-- Exercise --
Extract every line from the records below that contains the string "building".
===============
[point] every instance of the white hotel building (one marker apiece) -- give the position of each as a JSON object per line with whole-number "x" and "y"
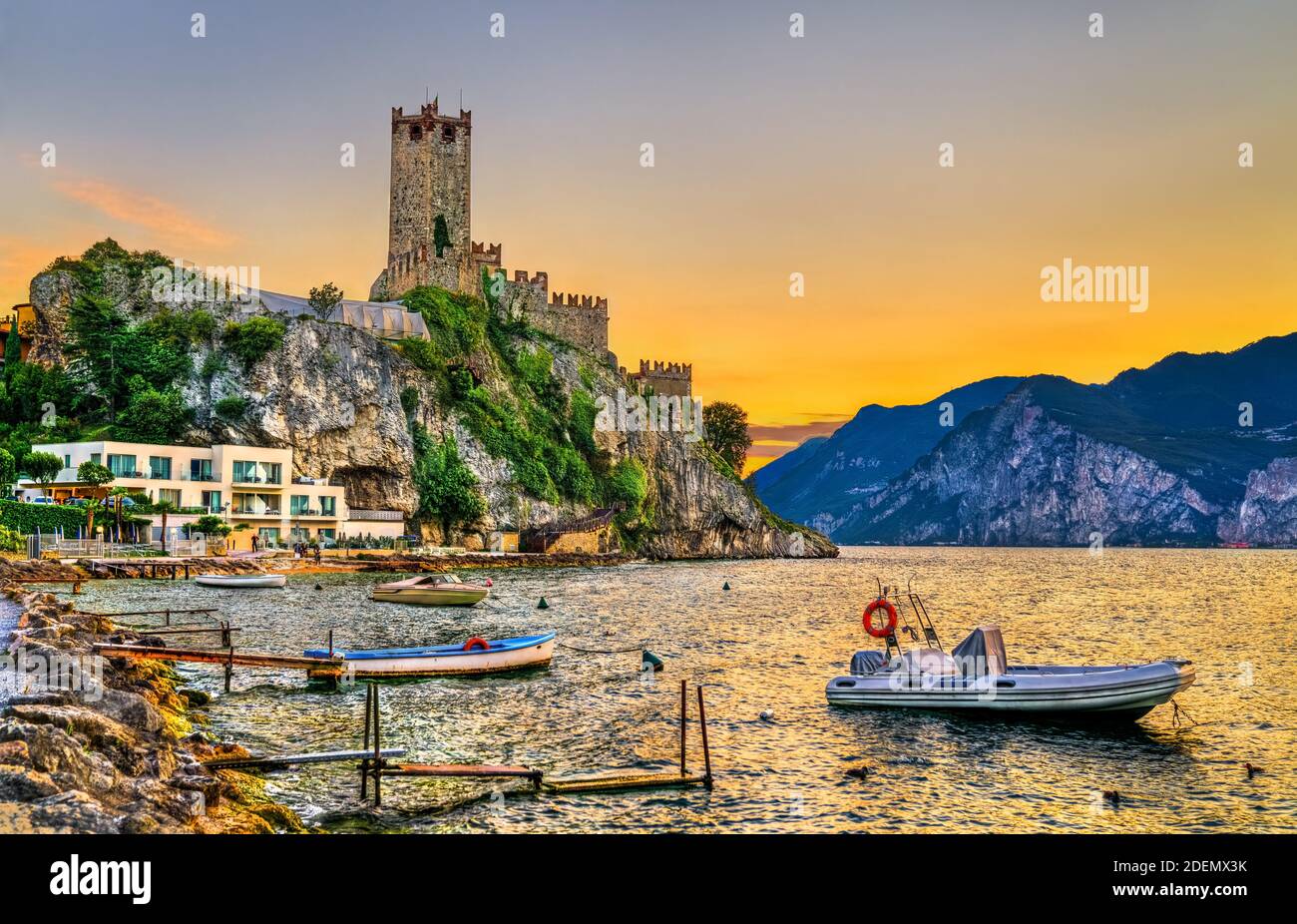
{"x": 247, "y": 486}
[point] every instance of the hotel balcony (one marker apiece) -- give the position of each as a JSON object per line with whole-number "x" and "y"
{"x": 253, "y": 512}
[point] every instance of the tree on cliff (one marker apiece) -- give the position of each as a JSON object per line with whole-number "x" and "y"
{"x": 96, "y": 476}
{"x": 8, "y": 471}
{"x": 324, "y": 298}
{"x": 448, "y": 489}
{"x": 12, "y": 346}
{"x": 440, "y": 233}
{"x": 725, "y": 431}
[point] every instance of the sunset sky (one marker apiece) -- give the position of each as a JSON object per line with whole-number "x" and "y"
{"x": 773, "y": 156}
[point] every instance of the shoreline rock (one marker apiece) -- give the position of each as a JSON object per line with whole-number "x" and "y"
{"x": 116, "y": 751}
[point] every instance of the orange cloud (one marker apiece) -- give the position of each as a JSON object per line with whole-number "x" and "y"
{"x": 142, "y": 210}
{"x": 20, "y": 261}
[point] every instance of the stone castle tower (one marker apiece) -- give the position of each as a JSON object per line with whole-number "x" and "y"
{"x": 431, "y": 180}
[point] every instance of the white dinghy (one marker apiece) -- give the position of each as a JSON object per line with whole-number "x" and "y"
{"x": 977, "y": 675}
{"x": 241, "y": 581}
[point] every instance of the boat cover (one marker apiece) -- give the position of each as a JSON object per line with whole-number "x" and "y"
{"x": 982, "y": 653}
{"x": 867, "y": 662}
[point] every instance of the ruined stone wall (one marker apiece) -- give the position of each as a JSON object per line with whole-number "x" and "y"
{"x": 582, "y": 319}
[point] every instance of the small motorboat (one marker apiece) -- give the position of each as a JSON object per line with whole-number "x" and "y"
{"x": 977, "y": 675}
{"x": 476, "y": 656}
{"x": 432, "y": 591}
{"x": 241, "y": 581}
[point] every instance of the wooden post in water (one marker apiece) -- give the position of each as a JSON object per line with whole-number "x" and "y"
{"x": 707, "y": 750}
{"x": 683, "y": 723}
{"x": 364, "y": 763}
{"x": 377, "y": 752}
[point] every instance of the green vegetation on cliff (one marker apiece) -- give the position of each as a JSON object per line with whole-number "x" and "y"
{"x": 121, "y": 378}
{"x": 500, "y": 379}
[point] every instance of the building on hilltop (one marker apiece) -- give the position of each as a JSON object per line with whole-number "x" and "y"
{"x": 662, "y": 378}
{"x": 389, "y": 320}
{"x": 429, "y": 235}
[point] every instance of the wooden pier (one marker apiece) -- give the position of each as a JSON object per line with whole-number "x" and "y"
{"x": 137, "y": 567}
{"x": 375, "y": 765}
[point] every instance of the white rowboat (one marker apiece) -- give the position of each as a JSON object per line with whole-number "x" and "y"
{"x": 475, "y": 656}
{"x": 431, "y": 591}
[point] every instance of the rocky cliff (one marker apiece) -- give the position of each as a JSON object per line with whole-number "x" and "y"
{"x": 333, "y": 395}
{"x": 1020, "y": 476}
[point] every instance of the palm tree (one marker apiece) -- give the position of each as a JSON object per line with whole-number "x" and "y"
{"x": 94, "y": 475}
{"x": 165, "y": 508}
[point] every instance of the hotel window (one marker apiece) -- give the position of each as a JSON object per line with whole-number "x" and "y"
{"x": 122, "y": 466}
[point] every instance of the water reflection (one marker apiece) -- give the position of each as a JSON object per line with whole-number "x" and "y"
{"x": 769, "y": 646}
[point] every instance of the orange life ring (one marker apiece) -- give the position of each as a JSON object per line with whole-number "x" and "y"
{"x": 891, "y": 618}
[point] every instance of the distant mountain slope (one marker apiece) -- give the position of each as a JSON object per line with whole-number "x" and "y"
{"x": 824, "y": 480}
{"x": 1155, "y": 456}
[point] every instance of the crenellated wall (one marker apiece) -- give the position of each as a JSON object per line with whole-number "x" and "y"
{"x": 664, "y": 378}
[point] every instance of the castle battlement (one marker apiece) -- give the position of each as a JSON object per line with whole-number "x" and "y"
{"x": 540, "y": 281}
{"x": 664, "y": 378}
{"x": 669, "y": 370}
{"x": 598, "y": 302}
{"x": 428, "y": 115}
{"x": 488, "y": 253}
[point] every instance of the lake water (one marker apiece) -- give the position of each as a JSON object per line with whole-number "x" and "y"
{"x": 772, "y": 643}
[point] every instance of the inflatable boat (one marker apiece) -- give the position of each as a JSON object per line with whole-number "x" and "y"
{"x": 977, "y": 675}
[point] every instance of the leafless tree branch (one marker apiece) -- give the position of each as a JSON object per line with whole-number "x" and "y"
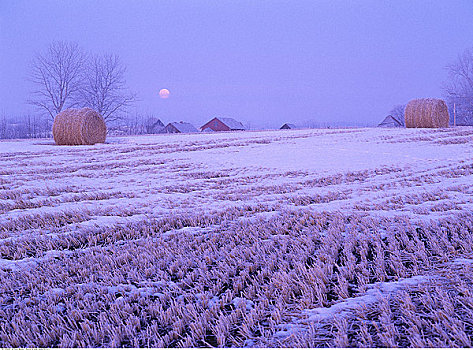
===============
-- Response to this task --
[point] every instance of the white hotel building (one marker apiece) -- give the position of each as a JSON object per line with whole-number "x" and "y"
[point] every instance of the building on hilltop (one marker apiece) -- give the position of each as a JSON object per line with whole-number "x" and "y"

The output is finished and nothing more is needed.